== YOUR TASK ==
Write out all of the records precisely. Skip anything that is a picture.

== SUPPLIED RECORDS ==
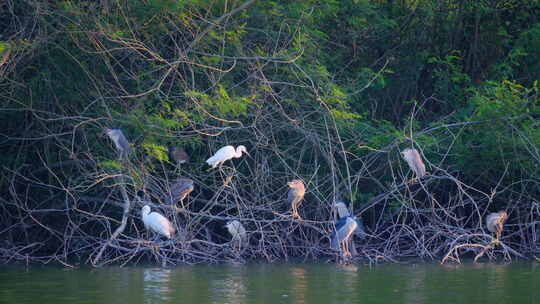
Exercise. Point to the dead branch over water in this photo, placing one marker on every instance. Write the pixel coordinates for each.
(70, 201)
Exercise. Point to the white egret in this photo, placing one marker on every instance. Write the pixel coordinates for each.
(414, 160)
(296, 195)
(237, 231)
(156, 222)
(344, 228)
(225, 154)
(495, 222)
(120, 141)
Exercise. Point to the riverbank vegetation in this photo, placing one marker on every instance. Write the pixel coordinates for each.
(328, 92)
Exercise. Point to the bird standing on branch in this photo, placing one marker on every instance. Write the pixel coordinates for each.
(344, 228)
(414, 160)
(343, 211)
(225, 154)
(157, 222)
(120, 141)
(495, 222)
(237, 231)
(295, 195)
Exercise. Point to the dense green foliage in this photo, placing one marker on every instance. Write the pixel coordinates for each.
(329, 91)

== ANSWER TO THIS TASK ==
Exercise. Point to the dead branch over water in this photo, placing one marker on every instance. Write the pixel coordinates for each.
(70, 201)
Exercise. Point to the white egret in this photo, placing one marker on every instance. Write the pixel coordinates for each.
(414, 160)
(296, 195)
(237, 231)
(156, 222)
(344, 228)
(225, 154)
(495, 222)
(120, 141)
Exercise. Point to the riverbank vegetation in this photo, placing one marker on every instance. Write the pixel coordinates for each.
(328, 92)
Exercise. Point to the bird standing on branch in this photo, placing one marker on every instance. Write the pixel coordinates for each.
(344, 228)
(414, 160)
(343, 211)
(225, 154)
(157, 222)
(120, 141)
(495, 222)
(237, 231)
(295, 195)
Exercise. Point to the dense green foliage in this photo, placing one marker on every instance. Write the pixel coordinates for each.
(329, 91)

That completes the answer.